### DIRECTIVE
Your job is to restate each entry word for word.

○ ○ ○ ○ ○ ○ ○

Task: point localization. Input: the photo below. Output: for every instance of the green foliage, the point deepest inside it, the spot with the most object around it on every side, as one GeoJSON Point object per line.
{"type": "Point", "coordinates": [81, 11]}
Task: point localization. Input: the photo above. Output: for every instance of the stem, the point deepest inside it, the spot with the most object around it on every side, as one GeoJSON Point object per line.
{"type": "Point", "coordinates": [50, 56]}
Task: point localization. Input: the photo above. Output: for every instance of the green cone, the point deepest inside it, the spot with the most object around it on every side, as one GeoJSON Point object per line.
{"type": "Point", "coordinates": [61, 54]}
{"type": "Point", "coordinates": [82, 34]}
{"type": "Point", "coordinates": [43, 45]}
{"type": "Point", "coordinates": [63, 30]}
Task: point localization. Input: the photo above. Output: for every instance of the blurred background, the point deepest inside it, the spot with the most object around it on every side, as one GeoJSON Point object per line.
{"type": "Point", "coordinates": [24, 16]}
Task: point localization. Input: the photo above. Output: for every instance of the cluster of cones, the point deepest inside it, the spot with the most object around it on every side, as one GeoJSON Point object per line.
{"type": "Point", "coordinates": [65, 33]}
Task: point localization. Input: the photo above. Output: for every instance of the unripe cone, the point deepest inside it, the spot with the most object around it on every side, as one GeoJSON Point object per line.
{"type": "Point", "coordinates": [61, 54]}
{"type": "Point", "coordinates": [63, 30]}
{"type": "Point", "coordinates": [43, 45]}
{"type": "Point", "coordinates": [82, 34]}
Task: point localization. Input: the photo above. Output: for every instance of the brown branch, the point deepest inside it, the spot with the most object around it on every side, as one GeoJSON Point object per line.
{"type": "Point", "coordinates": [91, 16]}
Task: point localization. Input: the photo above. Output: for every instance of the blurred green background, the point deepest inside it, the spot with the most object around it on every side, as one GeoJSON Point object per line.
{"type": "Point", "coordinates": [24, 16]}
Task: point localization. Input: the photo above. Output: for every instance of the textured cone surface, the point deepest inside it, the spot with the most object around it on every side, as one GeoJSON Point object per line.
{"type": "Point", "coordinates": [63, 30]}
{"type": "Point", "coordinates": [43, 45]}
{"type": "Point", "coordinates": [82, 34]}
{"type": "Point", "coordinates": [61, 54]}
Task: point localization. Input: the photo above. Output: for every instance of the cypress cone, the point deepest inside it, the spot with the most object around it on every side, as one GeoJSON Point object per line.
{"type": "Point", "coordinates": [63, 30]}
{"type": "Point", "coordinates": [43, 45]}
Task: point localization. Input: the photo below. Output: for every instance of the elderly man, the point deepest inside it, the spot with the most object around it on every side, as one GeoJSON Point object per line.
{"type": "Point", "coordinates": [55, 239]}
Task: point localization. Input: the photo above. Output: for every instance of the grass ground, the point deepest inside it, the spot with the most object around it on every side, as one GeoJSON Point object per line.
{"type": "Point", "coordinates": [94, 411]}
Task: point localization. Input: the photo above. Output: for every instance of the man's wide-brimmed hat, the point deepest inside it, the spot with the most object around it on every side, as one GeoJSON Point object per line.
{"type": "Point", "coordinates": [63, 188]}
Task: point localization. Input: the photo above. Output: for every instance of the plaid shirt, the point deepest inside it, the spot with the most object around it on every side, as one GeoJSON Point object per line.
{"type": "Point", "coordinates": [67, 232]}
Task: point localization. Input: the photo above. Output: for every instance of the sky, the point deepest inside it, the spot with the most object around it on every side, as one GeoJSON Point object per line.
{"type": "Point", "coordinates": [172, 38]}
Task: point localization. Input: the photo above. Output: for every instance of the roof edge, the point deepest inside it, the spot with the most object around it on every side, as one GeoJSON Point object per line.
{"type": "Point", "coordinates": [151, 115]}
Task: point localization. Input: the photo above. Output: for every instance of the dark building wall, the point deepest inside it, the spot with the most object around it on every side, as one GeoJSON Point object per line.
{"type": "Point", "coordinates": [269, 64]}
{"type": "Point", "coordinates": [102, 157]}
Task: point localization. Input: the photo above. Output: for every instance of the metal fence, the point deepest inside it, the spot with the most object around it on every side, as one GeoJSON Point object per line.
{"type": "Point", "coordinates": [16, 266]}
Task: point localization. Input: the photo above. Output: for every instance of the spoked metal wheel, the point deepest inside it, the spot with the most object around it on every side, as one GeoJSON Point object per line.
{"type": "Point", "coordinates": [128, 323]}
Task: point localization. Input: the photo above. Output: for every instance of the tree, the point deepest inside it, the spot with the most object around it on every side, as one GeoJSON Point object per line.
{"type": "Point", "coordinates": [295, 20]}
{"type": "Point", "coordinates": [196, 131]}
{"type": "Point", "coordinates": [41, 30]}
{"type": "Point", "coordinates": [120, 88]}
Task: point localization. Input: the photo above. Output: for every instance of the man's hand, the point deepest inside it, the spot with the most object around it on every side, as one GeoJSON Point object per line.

○ ○ ○ ○ ○ ○ ○

### RESULT FOR THIS TASK
Task: point localization. Input: the photo below. Output: for every instance of the green foliage, the point deepest inside it, the spot with the most object around it on every side, as one GeoJSON Point object per line.
{"type": "Point", "coordinates": [81, 11]}
Task: point localization. Input: the photo above. Output: for every instance of the stem, the point deepest inside it, the spot with the most object around it on every side, as one GeoJSON Point object per line.
{"type": "Point", "coordinates": [50, 56]}
Task: point localization. Input: the photo above. Output: for every instance of the green cone, the point deepest inside it, the spot with the most object around it on every side, as one GeoJSON Point object per line.
{"type": "Point", "coordinates": [61, 54]}
{"type": "Point", "coordinates": [82, 34]}
{"type": "Point", "coordinates": [43, 45]}
{"type": "Point", "coordinates": [63, 30]}
Task: point localization. Input: the photo above. Output: for every instance of the blurred background, the point deepest inside it, the spot with the most object around it on every side, as one GeoJSON Point object per line.
{"type": "Point", "coordinates": [24, 16]}
Task: point localization. Input: the photo above. Output: for every instance of the cluster of cones, the point deepest inside it, the spot with the most object around it on every side, as one GeoJSON Point object per line.
{"type": "Point", "coordinates": [65, 33]}
Task: point localization. Input: the photo above. Output: for every instance of the unripe cone, the point deepest inside it, the spot with the most object around it on every side, as one GeoJSON Point object per line.
{"type": "Point", "coordinates": [61, 54]}
{"type": "Point", "coordinates": [63, 30]}
{"type": "Point", "coordinates": [43, 45]}
{"type": "Point", "coordinates": [82, 34]}
Task: point localization. Input: the photo above. Output: for every instance of the brown branch, the point deepest inside it, the spot with the most object around it on every side, as one GeoJSON Point object per line.
{"type": "Point", "coordinates": [91, 16]}
Task: point localization. Input: the photo above. Output: for every instance of the blurred green background, the point deepest inside it, the spot with the most object around it on every side, as one GeoJSON Point object per line.
{"type": "Point", "coordinates": [24, 16]}
Task: point localization. Input: the photo above. Output: for every instance of the textured cone surface, the point deepest inside it, the spot with the most object around it on every side, as one GeoJSON Point object per line.
{"type": "Point", "coordinates": [63, 30]}
{"type": "Point", "coordinates": [43, 45]}
{"type": "Point", "coordinates": [82, 34]}
{"type": "Point", "coordinates": [61, 54]}
Task: point localization. Input: the photo above. Output: for every instance of the cypress cone, the point deepest inside it, the spot with the most object around it on every side, as one GeoJSON Point object per line.
{"type": "Point", "coordinates": [63, 30]}
{"type": "Point", "coordinates": [43, 45]}
Task: point localization. Input: the photo below. Output: for every instance of the elderly man, the point deepest inside it, the spot with the most object around it on every side, as one GeoJSON Point object per line.
{"type": "Point", "coordinates": [55, 239]}
Task: point localization. Input: the photo above. Output: for every instance of the grass ground, the point deepest inside it, the spot with the most object around it on every side, as one GeoJSON Point object per line.
{"type": "Point", "coordinates": [94, 411]}
Task: point localization. Input: the photo above. Output: for every instance of the man's wide-brimmed hat, the point deepest inside it, the spot with the most object around it on every side, as one GeoJSON Point object per line.
{"type": "Point", "coordinates": [63, 188]}
Task: point localization. Input: the photo above. Output: for every instance of the plaid shirt, the point deepest inside it, the spot with the most object around it on every side, as one GeoJSON Point object per line.
{"type": "Point", "coordinates": [67, 232]}
Task: point localization. Input: the photo above. Output: for every instance of the sky, the point deepest inside it, the spot with the most object around it on every side, as one GeoJSON Point object per line.
{"type": "Point", "coordinates": [172, 38]}
Task: point localization. Input: the photo above. Output: for every instance of the roof edge, the point deepest inside it, the spot with the most object around it on every side, as one GeoJSON Point object per line.
{"type": "Point", "coordinates": [151, 115]}
Task: point localization. Input: the photo above. Output: for every instance of the dark building wall, the point deepest inside it, the spot with the most object around it on every side, as one GeoJSON Point object per line.
{"type": "Point", "coordinates": [269, 64]}
{"type": "Point", "coordinates": [102, 157]}
Task: point localization. Input: the photo above. Output: for every instance of the metal fence, the point deepest inside it, the spot with the most object around it on every side, as one GeoJSON Point object per line.
{"type": "Point", "coordinates": [16, 266]}
Task: point localization. Input: the photo above. Output: for every instance of the spoked metal wheel, the point deepest inside it, the spot with the most object around it on every side, as one GeoJSON Point object per line.
{"type": "Point", "coordinates": [128, 323]}
Task: point localization. Input: the photo above. Output: for every instance of the tree, the point deepest inside it, the spot with the most object around it on every side, as one GeoJSON Point object per line.
{"type": "Point", "coordinates": [295, 20]}
{"type": "Point", "coordinates": [196, 131]}
{"type": "Point", "coordinates": [41, 30]}
{"type": "Point", "coordinates": [120, 88]}
Task: point localization. Input: the photo above. Output: for every instance of the man's hand, the point deepest inside it, the spot with the most object around it on every side, as one GeoJSON Point object per line.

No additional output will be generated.